(Instructions for the task) Rewrite the data below, replacing every "neck" with "throat" and leaving everything else unchanged. Leave the pictures out of your answer.

(Data shown)
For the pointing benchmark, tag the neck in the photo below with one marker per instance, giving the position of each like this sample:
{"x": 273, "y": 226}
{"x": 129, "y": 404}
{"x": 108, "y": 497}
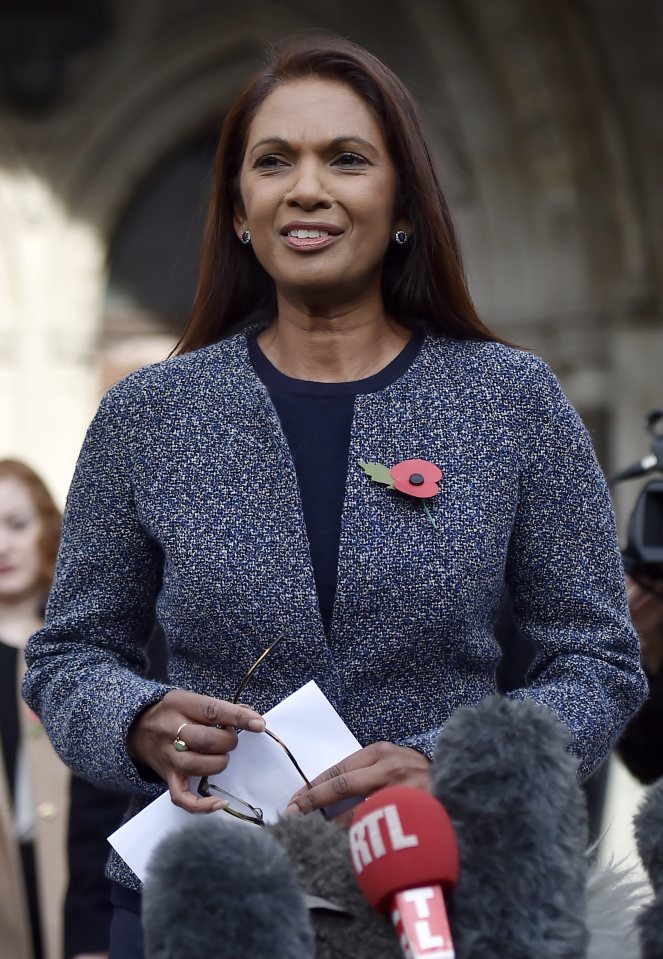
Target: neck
{"x": 333, "y": 346}
{"x": 19, "y": 619}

(Answer to this task)
For the pointing benchmark, tag the throat in the photo below with one marker per instance, giving the position of each like this sample:
{"x": 273, "y": 226}
{"x": 129, "y": 404}
{"x": 108, "y": 497}
Target: throat
{"x": 333, "y": 346}
{"x": 19, "y": 619}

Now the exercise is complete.